[Coordinate labeling data]
#####
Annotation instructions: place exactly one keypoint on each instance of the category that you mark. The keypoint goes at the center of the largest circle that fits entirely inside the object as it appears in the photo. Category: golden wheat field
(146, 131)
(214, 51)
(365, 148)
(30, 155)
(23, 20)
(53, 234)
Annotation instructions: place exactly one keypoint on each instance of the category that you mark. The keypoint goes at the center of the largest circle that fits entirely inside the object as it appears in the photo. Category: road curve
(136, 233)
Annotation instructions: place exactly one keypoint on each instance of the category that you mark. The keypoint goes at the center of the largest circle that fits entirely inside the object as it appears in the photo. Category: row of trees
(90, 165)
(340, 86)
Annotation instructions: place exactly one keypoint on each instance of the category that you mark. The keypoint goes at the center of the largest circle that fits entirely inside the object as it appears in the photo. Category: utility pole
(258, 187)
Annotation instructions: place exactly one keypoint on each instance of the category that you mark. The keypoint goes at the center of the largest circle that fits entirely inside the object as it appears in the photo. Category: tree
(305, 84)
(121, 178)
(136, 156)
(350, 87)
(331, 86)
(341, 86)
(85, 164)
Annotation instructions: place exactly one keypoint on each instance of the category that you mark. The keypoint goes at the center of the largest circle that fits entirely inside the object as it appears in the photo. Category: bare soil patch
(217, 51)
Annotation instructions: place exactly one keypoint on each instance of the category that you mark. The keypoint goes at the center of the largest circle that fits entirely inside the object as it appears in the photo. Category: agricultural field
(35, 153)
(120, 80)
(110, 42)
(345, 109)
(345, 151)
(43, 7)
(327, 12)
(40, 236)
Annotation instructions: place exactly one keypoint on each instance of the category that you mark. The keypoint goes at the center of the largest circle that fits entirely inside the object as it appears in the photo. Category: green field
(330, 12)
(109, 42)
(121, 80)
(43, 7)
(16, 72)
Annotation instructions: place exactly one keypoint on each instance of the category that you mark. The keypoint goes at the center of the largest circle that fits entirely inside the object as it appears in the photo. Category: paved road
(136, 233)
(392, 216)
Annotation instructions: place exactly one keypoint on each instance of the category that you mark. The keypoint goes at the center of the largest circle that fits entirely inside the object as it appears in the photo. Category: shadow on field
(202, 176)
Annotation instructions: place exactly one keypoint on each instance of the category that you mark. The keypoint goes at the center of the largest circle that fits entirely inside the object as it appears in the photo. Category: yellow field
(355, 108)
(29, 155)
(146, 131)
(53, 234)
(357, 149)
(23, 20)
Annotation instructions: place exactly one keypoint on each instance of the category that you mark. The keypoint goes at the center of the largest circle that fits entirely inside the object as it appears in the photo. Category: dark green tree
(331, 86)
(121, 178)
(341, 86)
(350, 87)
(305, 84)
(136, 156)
#####
* [Requirements]
Please reproduce all of the data above line for line, with no changes.

* [Problem solution]
Annotation instructions: place exactly one keypoint on each instance of the category that you mark. The keypoint goes at the center of the largest circle that fits entirely inside the object as it appears in the photo. Category: golden wheat field
(146, 131)
(214, 51)
(365, 148)
(30, 155)
(23, 20)
(53, 234)
Annotation instructions: place exactly one keypoint on each instance of the category that you mark. The keypoint goes at the center of the largest circle that fits entirely inside the object as it appears in the photo. Category: road curve
(136, 233)
Annotation instructions: place exactly one keypoint on each instance of the category that you mark. The keypoint goes at the center of the largest circle that fits entirely inside the object as it appears in the photo. Category: row of trees
(90, 165)
(340, 86)
Annotation instructions: place exactly one keypoint on each instance of the category that you mark. The keypoint goes at the center of the largest circle that fits entirely inside the object as it appears in the photo. Category: utility pole
(258, 187)
Annotation instructions: place exactly one keypoint on each instance of the category that you mark. The keypoint goes at the center of the largest circle that fits entirely inside the object as it appears in the photo. Category: tree
(305, 84)
(121, 178)
(136, 156)
(350, 87)
(331, 86)
(341, 86)
(85, 164)
Annotation instructions: place exactly one keypoint on each instance of the category that you mark. The keypoint goes at the center of the largest circle that fits entirely inside the object as it appears in the photo. Category: bare soil patch
(217, 51)
Annotation instructions: place exactly one keypoint on each instance of the category that you mark. The keypoint goes at the center of the largest circle that fits entirely inside the object as it appears in the photo. Category: agricultural field
(35, 153)
(120, 80)
(110, 42)
(345, 109)
(345, 151)
(43, 7)
(327, 12)
(40, 236)
Annotation instructions: place exactly one keypoint on each instance of the category that you mark. The keypoint goes at the center of the largest circle that fits entirely inside the object as it appears in the photo. Category: green field
(330, 12)
(109, 42)
(121, 80)
(43, 7)
(16, 72)
Annotation instructions: place exactly one keypoint on each instance of the category that you mark. The keypoint goes at the center of the largest circle that fits entirely inside the object as it appears in the photo. Category: paved road
(136, 233)
(392, 216)
Annotation instructions: place exactly one keypoint on each instance of the category that you mark. The keypoint goes at the center of the largest circle that fits entirely inside the object as it appears in the photo. Category: shadow on field
(202, 176)
Annotation instructions: place exactly one keypoint on each instance of the category that you mark. The keypoint goes at the center of the largest circle that fits entirely inside the object as it appears in the photo. Category: yellow field
(355, 108)
(29, 155)
(146, 131)
(53, 234)
(357, 149)
(23, 20)
Annotation instructions: place exactly one keypoint on each instance of the category that you mark. The keypoint goes at the center of the largest circle that fits entirely inside the object as it appears in the photo. Category: dark green tree
(331, 86)
(121, 178)
(341, 86)
(350, 87)
(305, 84)
(136, 156)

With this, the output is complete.